A word-for-word copy of the whole listing is required.
------------------------
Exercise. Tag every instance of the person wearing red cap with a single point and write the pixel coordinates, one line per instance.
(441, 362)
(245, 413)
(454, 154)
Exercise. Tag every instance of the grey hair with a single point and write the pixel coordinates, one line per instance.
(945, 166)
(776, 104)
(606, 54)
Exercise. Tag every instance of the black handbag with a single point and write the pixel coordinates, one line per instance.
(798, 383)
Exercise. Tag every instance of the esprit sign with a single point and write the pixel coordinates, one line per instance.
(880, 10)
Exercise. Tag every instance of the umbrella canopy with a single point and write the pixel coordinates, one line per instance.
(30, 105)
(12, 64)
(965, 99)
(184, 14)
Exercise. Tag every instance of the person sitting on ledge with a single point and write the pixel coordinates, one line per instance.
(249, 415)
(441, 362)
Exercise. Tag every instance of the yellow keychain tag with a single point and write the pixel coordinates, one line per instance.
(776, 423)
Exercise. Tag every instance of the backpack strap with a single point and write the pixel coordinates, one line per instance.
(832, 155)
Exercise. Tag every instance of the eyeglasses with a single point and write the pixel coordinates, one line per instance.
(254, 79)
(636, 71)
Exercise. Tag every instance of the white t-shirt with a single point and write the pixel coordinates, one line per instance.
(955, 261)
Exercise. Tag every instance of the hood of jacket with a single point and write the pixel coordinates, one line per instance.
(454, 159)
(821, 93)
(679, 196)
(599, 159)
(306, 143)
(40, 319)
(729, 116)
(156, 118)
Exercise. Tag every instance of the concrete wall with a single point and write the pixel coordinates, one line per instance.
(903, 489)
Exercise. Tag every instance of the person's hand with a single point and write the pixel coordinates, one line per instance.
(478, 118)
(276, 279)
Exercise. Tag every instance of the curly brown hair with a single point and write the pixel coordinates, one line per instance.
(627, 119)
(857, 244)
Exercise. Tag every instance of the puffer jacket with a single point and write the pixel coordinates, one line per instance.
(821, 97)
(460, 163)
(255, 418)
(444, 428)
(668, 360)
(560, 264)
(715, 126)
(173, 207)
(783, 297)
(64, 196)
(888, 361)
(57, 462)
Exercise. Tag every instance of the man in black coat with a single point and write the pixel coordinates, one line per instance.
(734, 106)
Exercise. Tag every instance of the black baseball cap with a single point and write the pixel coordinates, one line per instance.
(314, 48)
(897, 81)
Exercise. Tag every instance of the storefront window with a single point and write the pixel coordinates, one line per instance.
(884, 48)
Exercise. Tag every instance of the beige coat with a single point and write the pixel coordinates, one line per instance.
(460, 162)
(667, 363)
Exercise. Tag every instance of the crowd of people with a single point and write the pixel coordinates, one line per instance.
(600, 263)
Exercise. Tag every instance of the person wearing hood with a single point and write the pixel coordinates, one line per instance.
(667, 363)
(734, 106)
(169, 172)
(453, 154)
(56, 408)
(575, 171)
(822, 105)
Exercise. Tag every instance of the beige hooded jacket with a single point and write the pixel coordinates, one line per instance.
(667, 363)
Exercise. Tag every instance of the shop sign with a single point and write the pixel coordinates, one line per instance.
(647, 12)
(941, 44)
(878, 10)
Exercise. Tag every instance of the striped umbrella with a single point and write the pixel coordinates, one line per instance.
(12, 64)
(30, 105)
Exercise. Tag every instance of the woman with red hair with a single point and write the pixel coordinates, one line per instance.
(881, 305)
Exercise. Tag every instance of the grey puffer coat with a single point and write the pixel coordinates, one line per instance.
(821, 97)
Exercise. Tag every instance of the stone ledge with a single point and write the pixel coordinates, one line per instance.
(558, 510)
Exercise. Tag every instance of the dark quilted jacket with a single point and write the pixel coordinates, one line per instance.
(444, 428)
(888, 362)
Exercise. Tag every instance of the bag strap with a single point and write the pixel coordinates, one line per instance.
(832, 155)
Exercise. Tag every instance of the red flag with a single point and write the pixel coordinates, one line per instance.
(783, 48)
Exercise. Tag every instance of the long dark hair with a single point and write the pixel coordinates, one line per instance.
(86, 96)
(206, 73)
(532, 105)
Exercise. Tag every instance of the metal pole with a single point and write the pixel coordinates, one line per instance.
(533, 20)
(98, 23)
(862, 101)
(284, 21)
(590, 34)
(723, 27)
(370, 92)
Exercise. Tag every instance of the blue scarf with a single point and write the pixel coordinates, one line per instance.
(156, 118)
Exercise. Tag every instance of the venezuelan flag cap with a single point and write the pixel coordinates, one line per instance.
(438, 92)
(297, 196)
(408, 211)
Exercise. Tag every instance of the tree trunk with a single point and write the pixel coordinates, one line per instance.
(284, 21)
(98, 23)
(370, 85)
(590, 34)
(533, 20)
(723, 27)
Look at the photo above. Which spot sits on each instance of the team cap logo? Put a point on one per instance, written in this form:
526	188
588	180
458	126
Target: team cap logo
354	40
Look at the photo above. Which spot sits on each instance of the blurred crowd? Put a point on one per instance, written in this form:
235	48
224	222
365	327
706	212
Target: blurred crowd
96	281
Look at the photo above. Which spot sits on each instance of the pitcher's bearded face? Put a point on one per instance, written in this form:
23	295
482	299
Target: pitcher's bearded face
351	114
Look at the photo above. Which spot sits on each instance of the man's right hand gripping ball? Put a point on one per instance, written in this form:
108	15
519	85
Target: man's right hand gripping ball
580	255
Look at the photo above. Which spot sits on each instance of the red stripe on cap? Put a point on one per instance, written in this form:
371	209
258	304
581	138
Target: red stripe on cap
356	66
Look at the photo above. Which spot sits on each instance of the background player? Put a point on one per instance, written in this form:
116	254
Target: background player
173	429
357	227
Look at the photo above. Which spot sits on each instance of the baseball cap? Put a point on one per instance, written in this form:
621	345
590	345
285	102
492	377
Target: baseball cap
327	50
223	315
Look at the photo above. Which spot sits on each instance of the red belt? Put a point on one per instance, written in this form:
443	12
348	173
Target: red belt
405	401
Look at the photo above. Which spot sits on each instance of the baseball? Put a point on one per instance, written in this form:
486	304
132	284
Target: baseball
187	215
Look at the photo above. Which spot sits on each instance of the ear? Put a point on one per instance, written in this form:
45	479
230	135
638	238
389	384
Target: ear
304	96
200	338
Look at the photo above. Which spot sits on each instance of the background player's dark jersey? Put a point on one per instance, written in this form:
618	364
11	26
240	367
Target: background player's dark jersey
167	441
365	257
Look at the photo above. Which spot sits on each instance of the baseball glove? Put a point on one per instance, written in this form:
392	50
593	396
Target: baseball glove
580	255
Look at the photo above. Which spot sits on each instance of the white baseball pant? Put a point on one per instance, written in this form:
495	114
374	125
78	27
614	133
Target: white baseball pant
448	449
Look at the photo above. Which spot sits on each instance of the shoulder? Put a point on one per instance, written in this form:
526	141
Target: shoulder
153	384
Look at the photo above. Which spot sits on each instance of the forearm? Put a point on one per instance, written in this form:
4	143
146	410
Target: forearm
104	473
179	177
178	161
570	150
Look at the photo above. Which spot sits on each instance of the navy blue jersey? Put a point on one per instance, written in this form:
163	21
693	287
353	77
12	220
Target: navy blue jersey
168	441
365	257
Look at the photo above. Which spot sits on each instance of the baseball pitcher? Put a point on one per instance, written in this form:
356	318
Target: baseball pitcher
------------------------
▶ _Solution to this problem_
Exercise. Tag every instance of the person wearing red cap with a single point and write the pixel coordinates, one line per instance.
(441, 362)
(245, 413)
(454, 154)
Exercise. Tag every instance of the grey hair with a single point and write the pixel coordinates, one line per instance.
(945, 166)
(776, 104)
(606, 54)
Exercise. Tag every instance of the black handbag with a single point and write the pixel coordinates, one line per instance.
(798, 383)
Exercise. Tag every instance of the esprit sign with a single point and write the pixel coordinates, one line per instance.
(880, 10)
Exercise. Tag every instance of the umbrella canopy with a single point and write the pixel coordinates, one line per instance.
(30, 105)
(12, 64)
(965, 99)
(184, 14)
Exercise. Tag every instance of the person sitting on ledge with a single point and write the pixel coordinates, one line per instance.
(249, 415)
(441, 362)
Exercise. Tag every instance of the yellow keychain tag with a single point and write the pixel coordinates, one line per instance.
(776, 423)
Exercise. Tag every instance of the backpack strap with a single point and write the pixel coordinates, one line per instance.
(832, 155)
Exercise. Tag every instance of the eyeglasses with a single point and write the pixel coordinates, one line per instance.
(254, 79)
(636, 71)
Exercise. Tag every instance of the white t-shirt with a single point and write the pixel coordinates, one line per instance.
(955, 261)
Exercise. Tag every instance of the hood of jacket with a single point and write the pixel coordinates, one line per instance.
(454, 159)
(821, 93)
(679, 196)
(599, 159)
(306, 143)
(40, 319)
(729, 116)
(156, 118)
Exercise. Tag every instance of the concrete wall with a single point and write the pixel coordinates, one line per instance.
(903, 489)
Exercise. Tag every instance of the person's hand with a single point and write the pixel coordinates, one line per instance.
(478, 118)
(276, 279)
Exercise. Tag every instance of the curly brown hair with a single point and write the pixel coordinates, one line per instance.
(627, 119)
(857, 244)
Exercise. Tag every instance of the puffer jacket with a single point and write the pixel coordinates, one line per instance.
(821, 97)
(460, 163)
(255, 418)
(444, 428)
(668, 360)
(560, 264)
(715, 126)
(173, 207)
(783, 297)
(64, 196)
(888, 361)
(57, 462)
Exercise. Tag every instance of the man in black coat with a single point and write the pixel coordinates, one line per instance.
(734, 106)
Exercise. Tag every instance of the black baseball cap with a single point and write the pixel coordinates, one line per instance.
(314, 48)
(897, 81)
Exercise. Tag every instance of the storefront window with a single point and write the pixel coordinates, one line per instance.
(884, 48)
Exercise. Tag every instance of the beige coat with a single point and write the pixel coordinates, one line per instance.
(460, 162)
(667, 363)
Exercise. Tag every instance of the crowd of people with a single point and write the pixel coordinates, one line per instance.
(600, 263)
Exercise. Tag every instance of the person wearing hood with a single point and write the pixel coordinates, one line per instance.
(667, 363)
(734, 106)
(169, 172)
(453, 154)
(56, 408)
(575, 171)
(822, 105)
Exercise. Tag every instance of the beige hooded jacket with a single point and write the pixel coordinates, one line per instance.
(667, 363)
Exercise. Tag every instance of the shop sign with a single point and write the pixel coordinates, one line per instance.
(647, 12)
(941, 44)
(878, 10)
Exercise. Tag every instance of the striped umbrella with a single point and write the pixel coordinates, one line per instance.
(12, 64)
(30, 105)
Exercise. Tag every instance of the woman with red hair with a single point and write the pixel coordinates, one line per instance.
(881, 305)
Exercise. Tag every instance of the grey puffer coat with a single point and write the pixel coordinates, one line per instance.
(821, 97)
Exercise. Tag every instance of the stone ledge with a single point and write the pixel coordinates, one line per instance.
(558, 510)
Exercise. Tag every instance of the dark quilted jacket with a single point and write the pixel coordinates, one line per instance.
(444, 428)
(888, 362)
Exercise. Tag every instance of the bag strap with a single point and write the pixel coordinates, one line per instance.
(832, 155)
Exercise. Tag every instance of the red flag with a single point and write the pixel coordinates, one line per instance.
(783, 48)
Exercise. Tag every instance of the long dark hair with a single point and write the pixel coordinates, one line per instance.
(86, 96)
(206, 73)
(532, 105)
Exercise. Tag every instance of the metal pole with a single point and write the pixel coordinates, one line per instance.
(533, 20)
(98, 23)
(862, 101)
(284, 21)
(590, 34)
(723, 27)
(370, 92)
Exercise. Tag every instance of the blue scarf with a single point and write the pixel coordinates, one line per instance.
(156, 118)
Exercise. Tag every instance of the venezuelan flag cap with a single point and write the pixel coordinates, one line per instance.
(438, 92)
(297, 196)
(408, 211)
Exercise. Tag every instance of the tree trunk with a single point and write the pixel coordinates, one line per instance.
(284, 21)
(98, 23)
(370, 85)
(590, 34)
(533, 20)
(723, 27)
Look at the photo above. Which spot sits on each instance of the team cap logo? Put a point on one per instance, written in this form:
526	188
588	180
458	126
Target: team cap logo
354	40
Look at the photo above. Which spot sits on each instance of the blurred crowd? Put a point on one per instance, written in this form:
235	48
224	222
365	327
706	212
Target: blurred crowd
96	281
Look at the photo above. Which spot sits on each instance of the pitcher's bearded face? Put a point on one per instance, written in this form:
23	295
482	299
Target: pitcher's bearded face
351	114
Look at the photo above. Which spot sits on each instance of the man's right hand gripping ball? Put a point on one per instance, written in this form:
108	15
519	85
Target: man's right hand gripping ball
580	255
Look at the photo above. Which spot sits on each instance of the red stripe on cap? Put a point on one per instance, written in this form:
371	209
258	304
581	138
Target: red stripe on cap
356	66
Look at the photo above. Which spot sits on each instance of the background player? Put a point on one per instance, written in this form:
116	254
Target: background player
173	429
357	227
Look at the photo above. Which spot sits on each instance of the baseball cap? Put a point on one per instance, written in this form:
621	345
590	345
285	102
492	377
Target: baseball cap
327	50
223	315
Look at the photo above. Which spot sits on each instance of the red belt? Put a point on one per instance, written in this form:
443	12
348	173
Target: red belt
405	401
Look at the photo above. Which spot sits on each instance of the baseball? Put a point on one per instance, written in this form:
486	304
132	284
Target: baseball
187	215
Look at the photo above. Which spot sits on each instance of the ear? Put a point on one per instance, written in this form:
45	479
230	135
638	238
389	384
Target: ear
304	96
200	338
Look at the photo above. Which spot sits on each instance of the background player's dark jersey? Put a point on one per instance, written in this form:
618	364
11	26
240	367
Target: background player's dark jersey
167	441
365	257
Look at the photo above. Which spot sits on each instance of the baseball glove? Put a point on one per instance, written in this form:
392	50
593	396
Target: baseball glove
580	255
Look at the photo above. Which spot sits on each instance of the white baseball pant? Put a point on one per instance, written in this form:
495	114
374	125
78	27
614	133
Target: white baseball pant
448	449
Look at the photo above. Which spot sits on each instance of the shoulder? Put a point on one per instance, written in this form:
526	141
Target: shoulder
153	384
Look at the photo above. Which spot sits on each instance of the forearm? Put a point on one per instance, written in this form:
4	143
146	410
Target: forearm
104	473
179	177
178	161
570	150
Look at the photo above. Which spot sits on each instance of the navy blue jersey? Put a point on one per instance, written in this form:
163	21
693	287
353	77
12	220
Target: navy blue jersey
168	441
365	257
Look at the photo above. Which spot sits on each instance of the baseball pitcher? Put a point on one per instance, written in this form:
356	318
Target: baseball pitcher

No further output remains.